━━━━━ DATA FOR THE TASK
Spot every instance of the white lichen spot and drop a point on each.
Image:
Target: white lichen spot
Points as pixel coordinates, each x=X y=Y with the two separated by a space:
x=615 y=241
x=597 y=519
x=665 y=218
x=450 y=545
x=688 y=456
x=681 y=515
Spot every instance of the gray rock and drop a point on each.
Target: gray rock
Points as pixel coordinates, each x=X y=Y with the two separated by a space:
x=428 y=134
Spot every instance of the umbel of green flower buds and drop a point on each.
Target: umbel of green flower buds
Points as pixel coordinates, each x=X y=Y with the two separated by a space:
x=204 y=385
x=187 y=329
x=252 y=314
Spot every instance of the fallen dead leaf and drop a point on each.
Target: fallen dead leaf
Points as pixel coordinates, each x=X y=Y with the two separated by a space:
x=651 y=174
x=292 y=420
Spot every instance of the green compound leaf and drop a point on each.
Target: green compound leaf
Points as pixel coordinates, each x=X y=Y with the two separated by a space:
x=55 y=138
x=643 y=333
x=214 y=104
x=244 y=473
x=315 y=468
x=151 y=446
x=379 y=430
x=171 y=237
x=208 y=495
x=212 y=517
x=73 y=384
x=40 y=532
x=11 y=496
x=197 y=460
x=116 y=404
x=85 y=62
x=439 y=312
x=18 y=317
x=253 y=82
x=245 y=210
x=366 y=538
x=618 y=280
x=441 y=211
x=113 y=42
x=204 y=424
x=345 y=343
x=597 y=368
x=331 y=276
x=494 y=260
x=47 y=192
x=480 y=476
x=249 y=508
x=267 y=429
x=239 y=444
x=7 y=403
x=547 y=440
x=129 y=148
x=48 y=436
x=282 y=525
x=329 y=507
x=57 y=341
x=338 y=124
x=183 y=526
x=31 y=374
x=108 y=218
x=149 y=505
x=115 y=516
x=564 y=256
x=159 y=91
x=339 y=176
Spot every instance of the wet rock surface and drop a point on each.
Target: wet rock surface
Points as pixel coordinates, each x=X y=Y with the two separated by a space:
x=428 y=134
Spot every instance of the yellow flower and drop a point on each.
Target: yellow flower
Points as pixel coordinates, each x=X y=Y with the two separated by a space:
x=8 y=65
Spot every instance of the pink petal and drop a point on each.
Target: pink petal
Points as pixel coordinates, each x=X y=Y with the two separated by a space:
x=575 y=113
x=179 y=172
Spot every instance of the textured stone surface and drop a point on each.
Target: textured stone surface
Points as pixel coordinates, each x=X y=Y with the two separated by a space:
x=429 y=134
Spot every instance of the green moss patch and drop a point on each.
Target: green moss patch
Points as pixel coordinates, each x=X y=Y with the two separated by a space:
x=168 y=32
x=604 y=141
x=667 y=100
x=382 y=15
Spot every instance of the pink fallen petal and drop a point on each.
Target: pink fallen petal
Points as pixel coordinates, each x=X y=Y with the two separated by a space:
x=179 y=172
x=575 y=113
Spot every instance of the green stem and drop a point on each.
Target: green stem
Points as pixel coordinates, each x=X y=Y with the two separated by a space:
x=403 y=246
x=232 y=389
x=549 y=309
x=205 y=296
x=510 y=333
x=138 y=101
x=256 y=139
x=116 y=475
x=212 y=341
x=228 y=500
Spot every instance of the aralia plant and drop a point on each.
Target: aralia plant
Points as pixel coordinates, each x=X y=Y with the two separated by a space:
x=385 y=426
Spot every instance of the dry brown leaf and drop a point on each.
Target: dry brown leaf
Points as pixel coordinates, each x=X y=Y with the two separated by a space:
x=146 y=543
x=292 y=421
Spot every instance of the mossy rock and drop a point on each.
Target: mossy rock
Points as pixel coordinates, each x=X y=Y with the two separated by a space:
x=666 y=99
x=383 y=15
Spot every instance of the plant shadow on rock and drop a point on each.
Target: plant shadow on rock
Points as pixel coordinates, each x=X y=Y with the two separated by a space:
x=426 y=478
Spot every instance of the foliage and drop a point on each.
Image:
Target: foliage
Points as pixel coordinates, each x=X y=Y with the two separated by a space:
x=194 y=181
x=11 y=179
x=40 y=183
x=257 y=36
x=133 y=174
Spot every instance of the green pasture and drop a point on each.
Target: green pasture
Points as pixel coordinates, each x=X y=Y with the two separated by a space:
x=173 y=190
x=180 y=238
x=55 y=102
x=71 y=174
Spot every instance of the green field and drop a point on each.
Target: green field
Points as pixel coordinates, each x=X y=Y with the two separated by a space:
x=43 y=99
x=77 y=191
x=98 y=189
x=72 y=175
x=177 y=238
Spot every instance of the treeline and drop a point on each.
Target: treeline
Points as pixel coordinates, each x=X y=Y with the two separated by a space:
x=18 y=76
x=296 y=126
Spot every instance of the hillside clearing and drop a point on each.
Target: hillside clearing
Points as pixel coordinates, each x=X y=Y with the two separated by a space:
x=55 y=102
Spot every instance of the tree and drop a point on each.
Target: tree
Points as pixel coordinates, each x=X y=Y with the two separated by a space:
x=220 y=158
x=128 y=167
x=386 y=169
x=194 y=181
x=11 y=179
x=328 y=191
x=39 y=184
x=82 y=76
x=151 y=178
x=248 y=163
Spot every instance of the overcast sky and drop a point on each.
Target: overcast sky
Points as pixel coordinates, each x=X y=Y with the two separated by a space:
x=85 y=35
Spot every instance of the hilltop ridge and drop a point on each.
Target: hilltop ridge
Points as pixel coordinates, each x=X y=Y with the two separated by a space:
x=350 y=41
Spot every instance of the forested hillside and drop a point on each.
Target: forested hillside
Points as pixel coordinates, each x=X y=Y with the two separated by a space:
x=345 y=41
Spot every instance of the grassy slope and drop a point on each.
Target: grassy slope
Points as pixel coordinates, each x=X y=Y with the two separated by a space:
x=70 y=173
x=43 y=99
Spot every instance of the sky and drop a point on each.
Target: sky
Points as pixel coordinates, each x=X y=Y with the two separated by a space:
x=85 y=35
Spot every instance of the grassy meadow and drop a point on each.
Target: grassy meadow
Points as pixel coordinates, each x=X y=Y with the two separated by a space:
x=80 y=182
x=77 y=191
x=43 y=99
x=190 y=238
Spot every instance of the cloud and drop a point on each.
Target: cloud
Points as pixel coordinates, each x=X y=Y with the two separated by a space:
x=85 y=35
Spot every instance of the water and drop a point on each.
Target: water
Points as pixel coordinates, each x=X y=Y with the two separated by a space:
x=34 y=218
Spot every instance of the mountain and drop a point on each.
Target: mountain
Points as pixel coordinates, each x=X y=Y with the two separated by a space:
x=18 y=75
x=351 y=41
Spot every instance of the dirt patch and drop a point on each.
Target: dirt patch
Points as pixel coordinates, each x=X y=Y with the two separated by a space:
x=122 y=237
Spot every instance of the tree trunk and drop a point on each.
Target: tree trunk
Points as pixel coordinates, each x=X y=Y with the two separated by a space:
━━━━━━━━━━
**WORK REQUEST**
For each line above that includes "slope", copy the line.

**WORKED SOLUTION**
Spot every instance of the grassy slope and drop a point on each.
Target: grassy slope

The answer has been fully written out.